**What you will do**. Please reproduce the nursing-home care passage below word for word, in full.

**Source text**.
Researchers at the Health Care Financing Administration, which supervises the Medicare program, have identified 44 different types of care a facility could provide. In the absence of standard terminology, it's impossible to know, for example, whether one facility's enriched residential care is similar to another's intermediate. Price isn't necessarily related to quality. CR compared daily rates at 60 facilities in metropolitan centers around the country, trying to compare price with the quality of care. There was no relationship



LONG-TERM-CARE INSURANCE

Another way to pay for a nursing-home stay is with a long-term- care policy, a relatively new form of insurance coverage. These policies pay a daily benefit, usually between $50 and $200, that helps defray nursing-home expenses. That benefit can be paid for as short a time as one year, or it can last until the policyholder dies. Policies can begin paying as soon as a person enters a nursing home or after a waiting period of 30, 60, 90 or even 100 days. The longer the waiting period, the lower the premium.

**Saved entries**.
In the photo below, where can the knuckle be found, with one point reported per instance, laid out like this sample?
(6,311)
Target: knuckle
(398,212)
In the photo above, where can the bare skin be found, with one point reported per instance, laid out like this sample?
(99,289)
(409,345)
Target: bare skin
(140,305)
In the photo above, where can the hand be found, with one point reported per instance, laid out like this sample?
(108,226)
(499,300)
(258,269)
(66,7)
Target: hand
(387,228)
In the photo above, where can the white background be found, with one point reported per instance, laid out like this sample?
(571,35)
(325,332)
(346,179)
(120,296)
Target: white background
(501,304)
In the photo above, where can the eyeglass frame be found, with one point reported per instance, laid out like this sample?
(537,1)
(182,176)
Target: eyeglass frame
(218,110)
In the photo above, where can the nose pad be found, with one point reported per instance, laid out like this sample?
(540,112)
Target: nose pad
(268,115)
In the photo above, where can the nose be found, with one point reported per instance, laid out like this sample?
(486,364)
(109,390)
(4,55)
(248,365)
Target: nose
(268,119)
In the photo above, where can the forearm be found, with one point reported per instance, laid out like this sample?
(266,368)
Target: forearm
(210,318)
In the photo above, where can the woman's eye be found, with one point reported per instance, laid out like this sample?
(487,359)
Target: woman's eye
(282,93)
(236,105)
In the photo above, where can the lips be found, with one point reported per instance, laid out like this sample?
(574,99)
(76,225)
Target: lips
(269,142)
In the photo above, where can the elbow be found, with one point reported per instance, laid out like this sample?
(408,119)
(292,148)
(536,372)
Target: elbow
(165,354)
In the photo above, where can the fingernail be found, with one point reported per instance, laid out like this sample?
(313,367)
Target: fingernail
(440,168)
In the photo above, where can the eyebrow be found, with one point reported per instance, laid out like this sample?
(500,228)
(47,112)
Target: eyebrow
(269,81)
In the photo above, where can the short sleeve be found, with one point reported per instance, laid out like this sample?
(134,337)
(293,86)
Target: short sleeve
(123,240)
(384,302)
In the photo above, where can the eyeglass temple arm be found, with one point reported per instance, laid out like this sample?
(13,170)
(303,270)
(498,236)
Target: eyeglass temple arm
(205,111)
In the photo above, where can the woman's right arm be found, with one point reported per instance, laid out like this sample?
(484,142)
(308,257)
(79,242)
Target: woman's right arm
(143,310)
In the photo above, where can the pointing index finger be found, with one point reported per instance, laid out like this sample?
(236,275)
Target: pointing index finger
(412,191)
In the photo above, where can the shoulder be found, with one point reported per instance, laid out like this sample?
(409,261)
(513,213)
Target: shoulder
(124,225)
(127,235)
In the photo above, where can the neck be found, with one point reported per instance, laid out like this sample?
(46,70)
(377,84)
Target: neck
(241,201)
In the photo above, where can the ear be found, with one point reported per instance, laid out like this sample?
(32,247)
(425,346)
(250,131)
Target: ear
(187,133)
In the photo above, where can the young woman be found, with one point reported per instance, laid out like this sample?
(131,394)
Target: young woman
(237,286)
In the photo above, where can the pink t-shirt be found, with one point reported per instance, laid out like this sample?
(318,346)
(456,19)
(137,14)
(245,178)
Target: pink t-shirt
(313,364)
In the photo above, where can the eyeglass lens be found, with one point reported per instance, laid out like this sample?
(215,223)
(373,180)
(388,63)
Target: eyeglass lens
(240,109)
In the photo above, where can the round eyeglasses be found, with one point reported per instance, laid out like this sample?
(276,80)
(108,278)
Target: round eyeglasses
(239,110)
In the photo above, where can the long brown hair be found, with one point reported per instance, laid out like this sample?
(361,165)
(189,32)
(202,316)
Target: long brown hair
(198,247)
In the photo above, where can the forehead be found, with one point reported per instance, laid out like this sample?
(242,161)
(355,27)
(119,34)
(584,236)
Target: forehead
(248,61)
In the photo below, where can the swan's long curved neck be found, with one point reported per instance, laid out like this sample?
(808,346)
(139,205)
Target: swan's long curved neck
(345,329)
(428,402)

==

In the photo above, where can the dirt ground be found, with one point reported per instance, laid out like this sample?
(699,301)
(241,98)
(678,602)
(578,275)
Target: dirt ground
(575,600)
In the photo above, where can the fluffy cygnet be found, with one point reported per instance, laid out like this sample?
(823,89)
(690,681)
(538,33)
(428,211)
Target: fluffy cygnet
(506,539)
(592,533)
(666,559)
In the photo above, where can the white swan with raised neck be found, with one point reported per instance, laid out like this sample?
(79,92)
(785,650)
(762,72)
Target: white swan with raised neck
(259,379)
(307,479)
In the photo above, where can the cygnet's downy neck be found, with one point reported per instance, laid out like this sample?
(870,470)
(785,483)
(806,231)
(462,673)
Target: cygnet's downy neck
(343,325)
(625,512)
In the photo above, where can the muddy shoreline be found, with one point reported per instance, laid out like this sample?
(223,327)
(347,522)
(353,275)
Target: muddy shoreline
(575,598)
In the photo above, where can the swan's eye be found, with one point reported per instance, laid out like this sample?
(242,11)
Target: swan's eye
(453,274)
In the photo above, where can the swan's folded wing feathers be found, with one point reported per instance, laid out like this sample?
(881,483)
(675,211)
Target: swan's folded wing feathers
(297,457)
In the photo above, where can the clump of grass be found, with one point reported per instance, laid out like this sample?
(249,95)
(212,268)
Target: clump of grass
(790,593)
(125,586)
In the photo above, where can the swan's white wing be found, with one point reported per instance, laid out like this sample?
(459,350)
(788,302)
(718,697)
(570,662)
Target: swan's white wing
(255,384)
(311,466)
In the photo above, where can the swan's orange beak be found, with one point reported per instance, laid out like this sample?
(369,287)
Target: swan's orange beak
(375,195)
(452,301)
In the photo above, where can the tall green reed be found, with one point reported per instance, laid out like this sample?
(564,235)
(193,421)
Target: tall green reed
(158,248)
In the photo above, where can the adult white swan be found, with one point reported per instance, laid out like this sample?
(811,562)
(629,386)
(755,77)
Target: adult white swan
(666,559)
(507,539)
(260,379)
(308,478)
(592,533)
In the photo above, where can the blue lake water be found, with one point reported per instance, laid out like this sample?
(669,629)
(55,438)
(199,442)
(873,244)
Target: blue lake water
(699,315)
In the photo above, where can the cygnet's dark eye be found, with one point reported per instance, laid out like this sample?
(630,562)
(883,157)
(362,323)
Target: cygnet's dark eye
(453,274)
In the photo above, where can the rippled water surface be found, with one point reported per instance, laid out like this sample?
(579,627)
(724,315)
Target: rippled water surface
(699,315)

**Exercise output**.
Researchers at the Health Care Financing Administration, which supervises the Medicare program, have identified 44 different types of care a facility could provide. In the absence of standard terminology, it's impossible to know, for example, whether one facility's enriched residential care is similar to another's intermediate. Price isn't necessarily related to quality. CR compared daily rates at 60 facilities in metropolitan centers around the country, trying to compare price with the quality of care. There was no relationship



LONG-TERM-CARE INSURANCE

Another way to pay for a nursing-home stay is with a long-term- care policy, a relatively new form of insurance coverage. These policies pay a daily benefit, usually between $50 and $200, that helps defray nursing-home expenses. That benefit can be paid for as short a time as one year, or it can last until the policyholder dies. Policies can begin paying as soon as a person enters a nursing home or after a waiting period of 30, 60, 90 or even 100 days. The longer the waiting period, the lower the premium.